EXERCISE BRIEF. Output exactly the lines from the line with "Please mark the curved" through the end of the records below. Include nothing else.

☆ ☆ ☆

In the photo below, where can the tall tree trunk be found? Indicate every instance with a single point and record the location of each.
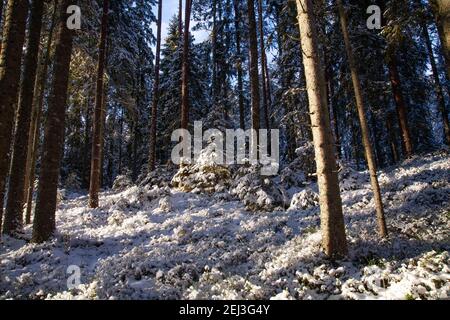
(400, 104)
(253, 69)
(363, 123)
(332, 220)
(35, 127)
(97, 122)
(152, 155)
(14, 204)
(441, 10)
(263, 65)
(391, 136)
(10, 59)
(240, 84)
(44, 219)
(437, 85)
(185, 68)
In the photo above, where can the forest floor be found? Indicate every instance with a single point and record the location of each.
(193, 246)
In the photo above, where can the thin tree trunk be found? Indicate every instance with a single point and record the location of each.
(38, 101)
(237, 26)
(253, 69)
(441, 9)
(392, 140)
(263, 65)
(14, 204)
(437, 85)
(44, 220)
(363, 123)
(97, 121)
(401, 105)
(152, 155)
(332, 220)
(10, 60)
(185, 68)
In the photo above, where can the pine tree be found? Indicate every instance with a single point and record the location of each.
(156, 93)
(441, 9)
(10, 60)
(332, 221)
(253, 69)
(97, 121)
(35, 127)
(14, 205)
(44, 220)
(360, 105)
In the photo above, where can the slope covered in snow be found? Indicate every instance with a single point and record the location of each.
(160, 243)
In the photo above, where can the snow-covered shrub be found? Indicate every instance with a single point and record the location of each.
(122, 182)
(205, 176)
(258, 193)
(160, 177)
(73, 181)
(303, 200)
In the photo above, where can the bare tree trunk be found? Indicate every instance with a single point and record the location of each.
(441, 9)
(44, 219)
(237, 26)
(363, 122)
(97, 121)
(401, 105)
(253, 68)
(10, 60)
(332, 220)
(392, 140)
(35, 127)
(152, 155)
(437, 85)
(185, 68)
(14, 204)
(263, 65)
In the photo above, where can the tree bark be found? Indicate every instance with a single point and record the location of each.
(332, 220)
(14, 204)
(263, 65)
(35, 128)
(185, 68)
(97, 121)
(44, 219)
(437, 85)
(10, 60)
(152, 155)
(441, 10)
(363, 123)
(240, 84)
(253, 69)
(401, 105)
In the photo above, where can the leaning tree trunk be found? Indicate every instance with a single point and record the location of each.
(332, 220)
(441, 9)
(254, 76)
(44, 218)
(263, 65)
(400, 104)
(14, 204)
(240, 83)
(152, 155)
(97, 121)
(35, 127)
(10, 59)
(363, 122)
(185, 68)
(437, 85)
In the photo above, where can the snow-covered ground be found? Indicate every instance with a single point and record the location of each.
(145, 243)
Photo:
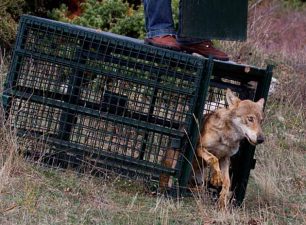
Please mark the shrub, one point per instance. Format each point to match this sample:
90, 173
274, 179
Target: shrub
9, 12
117, 16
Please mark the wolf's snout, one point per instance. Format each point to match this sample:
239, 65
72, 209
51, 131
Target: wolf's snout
260, 139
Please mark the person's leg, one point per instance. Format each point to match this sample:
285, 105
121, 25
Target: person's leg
197, 45
159, 24
158, 18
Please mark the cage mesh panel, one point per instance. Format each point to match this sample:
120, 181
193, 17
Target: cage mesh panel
35, 117
94, 99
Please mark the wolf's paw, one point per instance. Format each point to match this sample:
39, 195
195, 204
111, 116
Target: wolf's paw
222, 203
216, 179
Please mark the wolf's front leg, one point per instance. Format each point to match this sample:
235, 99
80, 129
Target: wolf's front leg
213, 162
223, 199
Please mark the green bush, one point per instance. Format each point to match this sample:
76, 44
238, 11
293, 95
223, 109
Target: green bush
9, 12
117, 16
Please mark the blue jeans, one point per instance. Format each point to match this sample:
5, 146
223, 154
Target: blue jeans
159, 21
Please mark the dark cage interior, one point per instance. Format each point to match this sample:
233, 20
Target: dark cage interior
87, 99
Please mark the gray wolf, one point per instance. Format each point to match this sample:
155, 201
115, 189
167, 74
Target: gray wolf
220, 136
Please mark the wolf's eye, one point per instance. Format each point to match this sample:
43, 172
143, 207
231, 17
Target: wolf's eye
251, 119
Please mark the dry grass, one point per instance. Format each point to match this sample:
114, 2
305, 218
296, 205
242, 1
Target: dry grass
276, 193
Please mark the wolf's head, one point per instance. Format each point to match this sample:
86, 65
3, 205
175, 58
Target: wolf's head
247, 117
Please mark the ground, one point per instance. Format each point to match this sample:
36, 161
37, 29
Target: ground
276, 192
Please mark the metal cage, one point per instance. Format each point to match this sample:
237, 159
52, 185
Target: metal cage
87, 99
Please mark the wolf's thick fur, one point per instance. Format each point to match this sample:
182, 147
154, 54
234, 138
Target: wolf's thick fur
220, 137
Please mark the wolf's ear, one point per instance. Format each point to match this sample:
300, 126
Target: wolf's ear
231, 99
261, 103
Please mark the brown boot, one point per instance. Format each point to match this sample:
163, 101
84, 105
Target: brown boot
205, 48
166, 41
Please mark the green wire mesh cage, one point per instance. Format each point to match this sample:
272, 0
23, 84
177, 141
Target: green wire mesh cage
90, 100
83, 98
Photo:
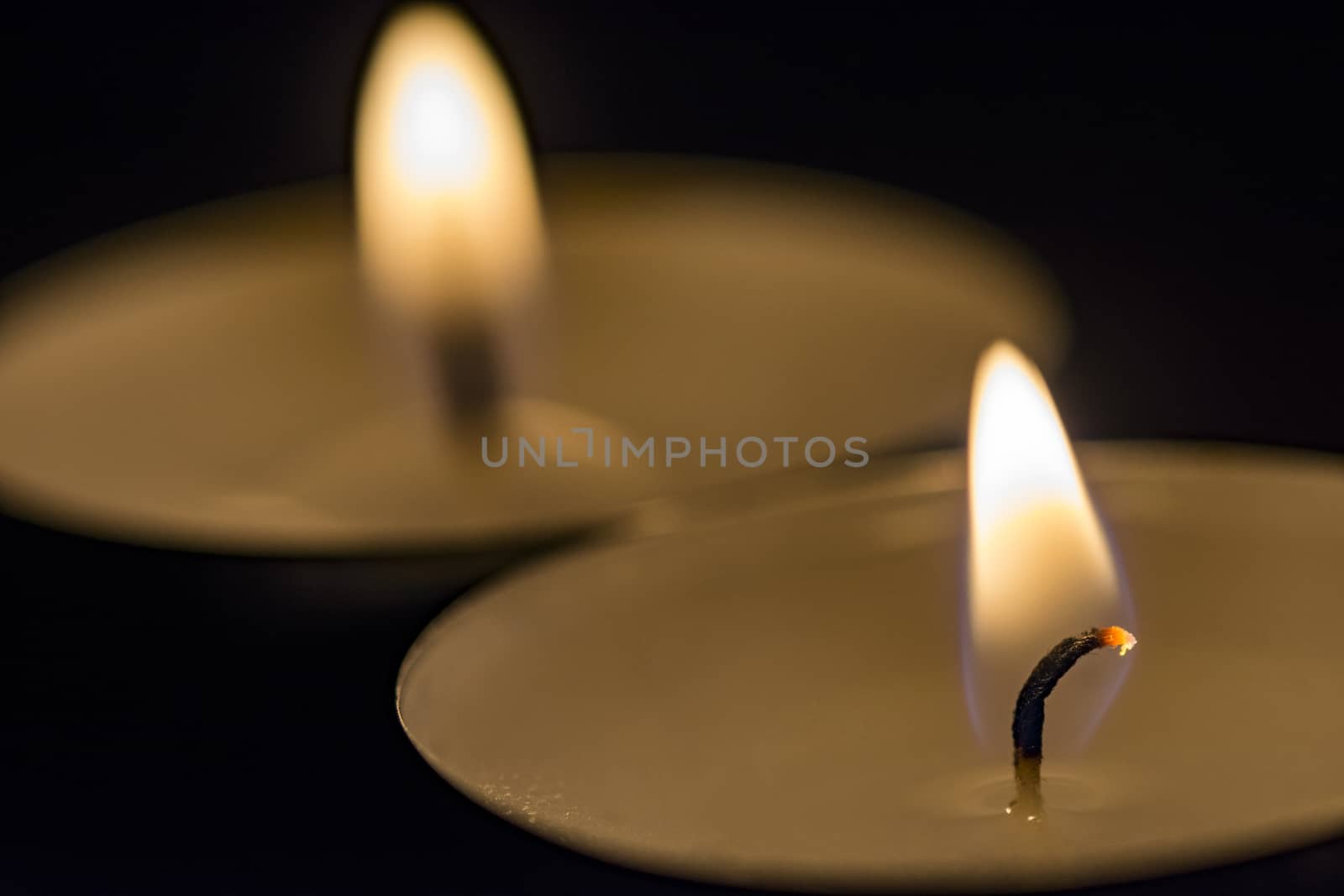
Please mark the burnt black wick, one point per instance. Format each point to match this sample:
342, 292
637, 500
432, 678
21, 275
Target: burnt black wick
1028, 718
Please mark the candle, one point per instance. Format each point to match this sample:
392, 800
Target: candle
776, 694
217, 379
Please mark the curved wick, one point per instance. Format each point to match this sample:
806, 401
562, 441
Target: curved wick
1028, 718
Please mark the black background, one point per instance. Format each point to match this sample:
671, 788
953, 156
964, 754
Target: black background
1179, 172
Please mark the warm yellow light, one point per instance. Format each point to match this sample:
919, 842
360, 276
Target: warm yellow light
1041, 566
449, 222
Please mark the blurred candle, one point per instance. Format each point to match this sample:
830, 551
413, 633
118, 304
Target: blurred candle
219, 379
449, 222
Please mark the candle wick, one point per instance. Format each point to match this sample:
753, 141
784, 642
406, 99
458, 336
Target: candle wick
1028, 718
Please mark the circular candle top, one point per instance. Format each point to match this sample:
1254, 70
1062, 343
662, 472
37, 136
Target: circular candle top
213, 379
774, 698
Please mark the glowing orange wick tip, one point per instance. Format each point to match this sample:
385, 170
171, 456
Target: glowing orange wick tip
1117, 637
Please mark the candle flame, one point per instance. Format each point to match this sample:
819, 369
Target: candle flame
1039, 563
449, 222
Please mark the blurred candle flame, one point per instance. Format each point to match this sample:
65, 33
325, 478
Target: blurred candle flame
449, 221
1041, 566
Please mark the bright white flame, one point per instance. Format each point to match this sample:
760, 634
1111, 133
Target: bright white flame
438, 130
1041, 566
449, 221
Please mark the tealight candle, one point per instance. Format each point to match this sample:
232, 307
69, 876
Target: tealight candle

☆ ☆ ☆

SOLUTION FOR THIS PROBLEM.
Please mark the curved wick, one point per instance. Format each point to match this sample:
806, 401
562, 441
Target: curved wick
1028, 718
Please mark the black background, one point per instance. Format each point to match this sample:
671, 788
953, 156
964, 754
Target: black background
1179, 172
Please mark the warm yellow light, one point per instance. Format each point to match this sample:
919, 842
360, 276
Target: warm yellow light
1041, 566
449, 222
Please mark the blurred candle, one point per instance. Format each point to match this sample:
830, 551
413, 633
118, 304
Target: blurred candle
219, 379
449, 222
Please mark the candle wick, one point per instance. Format each point to match this sample:
753, 141
784, 642
406, 99
458, 336
Target: candle wick
1028, 718
Please mark the circular candle top, one point per instance. Format each point to match this sample:
1254, 70
1062, 343
662, 472
37, 136
Target: circular candle top
213, 379
774, 698
Please mark the glowing orange wick tip, one point per instance. Format each point to match this sample:
385, 170
171, 456
Target: glowing orange wick tip
1117, 637
Please mark the candle flame, one point per instance. Format each point to match this sample:
819, 369
Target: candle flame
1039, 563
449, 222
Please mark the blurred candle flame, one point per instance. Format each point to match this sample:
65, 33
325, 478
Target: blurred candle flame
449, 221
1041, 566
Please mark the bright white flame, one point per instance. Format each point to match this sample:
760, 634
1111, 133
Target: bright white flame
438, 130
1041, 566
449, 221
Please mark the tealight candle, one point per instance. Format each point to match this sample:
232, 307
69, 876
Target: tealight candle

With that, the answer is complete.